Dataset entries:
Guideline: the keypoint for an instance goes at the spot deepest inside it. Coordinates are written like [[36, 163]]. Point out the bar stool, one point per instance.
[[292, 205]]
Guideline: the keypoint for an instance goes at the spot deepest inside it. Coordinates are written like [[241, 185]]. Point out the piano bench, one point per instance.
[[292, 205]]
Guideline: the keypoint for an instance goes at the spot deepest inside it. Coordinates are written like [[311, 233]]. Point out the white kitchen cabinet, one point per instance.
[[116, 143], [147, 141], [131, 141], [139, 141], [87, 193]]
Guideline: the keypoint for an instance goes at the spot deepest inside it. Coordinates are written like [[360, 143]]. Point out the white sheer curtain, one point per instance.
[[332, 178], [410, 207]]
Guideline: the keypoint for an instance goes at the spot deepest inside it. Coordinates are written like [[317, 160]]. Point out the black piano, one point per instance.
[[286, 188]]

[EXERCISE]: Set down the entries above again, word for word.

[YOUR RESPONSE]:
Guideline: the keypoint for an instance goes at the spot deepest inside it. Coordinates are written like [[36, 163]]. Point out the bar stool, one point per instance.
[[292, 205]]
Guideline: the keypoint for an instance goes at the spot deepest inside it. Coordinates are written like [[241, 185]]. Point out the piano bench, one point per instance.
[[292, 205]]
Guideline: the keypoint for an instance goes at the spot deepest inside it. Coordinates are written like [[311, 233]]. Point out the white kitchen cabinet, one point per instance.
[[116, 143], [147, 141], [131, 141], [139, 141], [87, 193]]
Guideline: the keypoint for an instance goes at the spot deepest inside it. Coordinates are written like [[360, 143]]. Point out the white sheer curtain, one point per instance.
[[332, 178], [410, 207]]
Guideline: the keypoint for an instance goes at the spot deepest inside it. Coordinates are written like [[317, 160]]. Point out the black piano, one point per instance.
[[286, 188]]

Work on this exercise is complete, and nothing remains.